STATED EXERCISE:
Find each line in the items below that contains the string "guardrail", and copy those lines.

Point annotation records
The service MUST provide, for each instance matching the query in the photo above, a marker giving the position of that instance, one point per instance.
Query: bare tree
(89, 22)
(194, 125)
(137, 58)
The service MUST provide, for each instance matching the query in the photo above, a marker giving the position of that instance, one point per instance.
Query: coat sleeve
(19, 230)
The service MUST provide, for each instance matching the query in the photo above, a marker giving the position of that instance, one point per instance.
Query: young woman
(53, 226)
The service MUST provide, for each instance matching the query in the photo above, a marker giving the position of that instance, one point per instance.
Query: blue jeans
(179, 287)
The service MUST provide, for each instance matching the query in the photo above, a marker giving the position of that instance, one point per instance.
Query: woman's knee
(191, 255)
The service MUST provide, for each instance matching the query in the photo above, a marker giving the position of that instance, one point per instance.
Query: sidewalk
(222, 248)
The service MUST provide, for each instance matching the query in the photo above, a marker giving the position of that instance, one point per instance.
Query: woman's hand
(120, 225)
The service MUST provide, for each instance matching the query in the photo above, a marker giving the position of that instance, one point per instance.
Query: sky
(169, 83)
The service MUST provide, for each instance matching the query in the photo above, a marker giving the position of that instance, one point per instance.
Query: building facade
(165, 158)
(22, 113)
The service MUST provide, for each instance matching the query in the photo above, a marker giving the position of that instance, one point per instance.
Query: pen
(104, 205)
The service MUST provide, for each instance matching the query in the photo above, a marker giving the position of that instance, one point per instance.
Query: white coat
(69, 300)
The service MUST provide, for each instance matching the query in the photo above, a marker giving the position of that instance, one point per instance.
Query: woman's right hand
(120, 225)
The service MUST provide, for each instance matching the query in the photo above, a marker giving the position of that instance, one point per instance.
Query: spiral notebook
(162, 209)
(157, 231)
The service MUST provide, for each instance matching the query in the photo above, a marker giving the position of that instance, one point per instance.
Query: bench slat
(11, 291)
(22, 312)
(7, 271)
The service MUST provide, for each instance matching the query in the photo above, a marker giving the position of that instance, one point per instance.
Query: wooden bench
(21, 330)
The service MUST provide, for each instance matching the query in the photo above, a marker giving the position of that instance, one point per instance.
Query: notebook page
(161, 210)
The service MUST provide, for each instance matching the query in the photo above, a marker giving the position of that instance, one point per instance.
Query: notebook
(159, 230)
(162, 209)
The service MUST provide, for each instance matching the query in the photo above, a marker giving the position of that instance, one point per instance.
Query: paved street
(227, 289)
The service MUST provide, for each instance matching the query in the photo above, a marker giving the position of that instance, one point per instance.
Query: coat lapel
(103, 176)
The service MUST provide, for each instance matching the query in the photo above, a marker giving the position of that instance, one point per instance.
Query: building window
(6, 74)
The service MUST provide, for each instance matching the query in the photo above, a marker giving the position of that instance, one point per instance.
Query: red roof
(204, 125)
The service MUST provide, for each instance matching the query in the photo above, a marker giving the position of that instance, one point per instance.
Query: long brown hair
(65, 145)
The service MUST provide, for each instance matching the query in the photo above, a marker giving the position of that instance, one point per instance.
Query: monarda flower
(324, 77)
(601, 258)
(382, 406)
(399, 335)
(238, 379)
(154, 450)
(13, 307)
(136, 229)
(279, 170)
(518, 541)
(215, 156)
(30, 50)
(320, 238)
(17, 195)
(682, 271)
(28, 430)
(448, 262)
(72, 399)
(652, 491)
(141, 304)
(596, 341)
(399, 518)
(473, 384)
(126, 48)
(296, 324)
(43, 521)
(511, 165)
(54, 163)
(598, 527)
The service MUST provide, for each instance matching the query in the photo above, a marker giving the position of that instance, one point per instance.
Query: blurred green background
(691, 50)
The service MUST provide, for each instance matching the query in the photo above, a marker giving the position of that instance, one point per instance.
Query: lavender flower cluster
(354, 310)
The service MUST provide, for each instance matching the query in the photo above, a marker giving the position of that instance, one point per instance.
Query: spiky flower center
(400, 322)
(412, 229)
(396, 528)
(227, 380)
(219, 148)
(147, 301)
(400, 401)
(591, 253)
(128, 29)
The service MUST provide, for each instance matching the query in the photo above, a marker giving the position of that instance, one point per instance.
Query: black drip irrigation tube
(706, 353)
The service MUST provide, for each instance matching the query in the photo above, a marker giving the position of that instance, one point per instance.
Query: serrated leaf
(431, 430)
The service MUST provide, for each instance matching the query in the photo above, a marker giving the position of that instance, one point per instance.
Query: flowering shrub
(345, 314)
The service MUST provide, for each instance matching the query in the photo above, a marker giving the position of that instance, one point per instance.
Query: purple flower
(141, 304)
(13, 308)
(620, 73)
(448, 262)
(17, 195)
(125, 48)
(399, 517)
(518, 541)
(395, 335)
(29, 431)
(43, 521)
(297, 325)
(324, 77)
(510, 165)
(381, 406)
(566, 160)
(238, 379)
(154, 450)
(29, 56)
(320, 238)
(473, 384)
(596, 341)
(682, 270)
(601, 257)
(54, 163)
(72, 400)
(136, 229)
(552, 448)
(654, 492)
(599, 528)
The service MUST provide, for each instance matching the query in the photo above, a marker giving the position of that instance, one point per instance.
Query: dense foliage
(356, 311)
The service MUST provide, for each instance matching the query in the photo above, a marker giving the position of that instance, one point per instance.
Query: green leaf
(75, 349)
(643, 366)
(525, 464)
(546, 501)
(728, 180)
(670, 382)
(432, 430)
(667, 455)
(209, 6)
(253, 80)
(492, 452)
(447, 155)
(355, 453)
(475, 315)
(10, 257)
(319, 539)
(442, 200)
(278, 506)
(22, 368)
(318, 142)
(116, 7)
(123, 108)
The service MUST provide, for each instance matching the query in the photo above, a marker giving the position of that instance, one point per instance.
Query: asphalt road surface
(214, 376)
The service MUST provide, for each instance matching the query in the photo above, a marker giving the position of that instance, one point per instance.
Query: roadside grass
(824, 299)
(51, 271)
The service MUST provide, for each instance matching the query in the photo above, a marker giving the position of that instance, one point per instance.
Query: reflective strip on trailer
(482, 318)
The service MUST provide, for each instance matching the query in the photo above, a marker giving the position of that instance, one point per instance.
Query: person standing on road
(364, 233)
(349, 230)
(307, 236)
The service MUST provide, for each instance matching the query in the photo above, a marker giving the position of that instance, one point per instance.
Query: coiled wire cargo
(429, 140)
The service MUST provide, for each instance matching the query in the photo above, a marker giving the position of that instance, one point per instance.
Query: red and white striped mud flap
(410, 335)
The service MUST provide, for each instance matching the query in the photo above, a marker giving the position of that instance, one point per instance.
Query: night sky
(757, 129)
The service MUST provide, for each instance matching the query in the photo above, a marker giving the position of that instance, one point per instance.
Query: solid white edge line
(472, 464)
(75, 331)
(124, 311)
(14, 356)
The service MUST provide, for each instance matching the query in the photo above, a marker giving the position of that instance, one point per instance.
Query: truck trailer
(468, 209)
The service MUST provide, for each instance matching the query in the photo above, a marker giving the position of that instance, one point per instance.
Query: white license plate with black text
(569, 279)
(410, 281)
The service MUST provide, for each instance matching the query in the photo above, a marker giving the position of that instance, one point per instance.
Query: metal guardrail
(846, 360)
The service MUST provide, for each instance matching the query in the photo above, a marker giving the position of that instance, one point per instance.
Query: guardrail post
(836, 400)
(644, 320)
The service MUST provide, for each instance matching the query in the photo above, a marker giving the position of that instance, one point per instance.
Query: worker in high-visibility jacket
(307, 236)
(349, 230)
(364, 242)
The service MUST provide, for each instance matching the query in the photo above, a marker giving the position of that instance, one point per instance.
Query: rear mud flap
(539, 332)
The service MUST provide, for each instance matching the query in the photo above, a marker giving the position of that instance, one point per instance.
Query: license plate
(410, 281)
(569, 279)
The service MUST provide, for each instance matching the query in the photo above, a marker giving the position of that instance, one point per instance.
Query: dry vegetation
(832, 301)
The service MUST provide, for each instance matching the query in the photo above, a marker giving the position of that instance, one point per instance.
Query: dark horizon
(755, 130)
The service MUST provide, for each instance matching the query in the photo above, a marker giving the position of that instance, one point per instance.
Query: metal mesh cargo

TASK OUTPUT:
Query: metal guardrail
Query: guardrail post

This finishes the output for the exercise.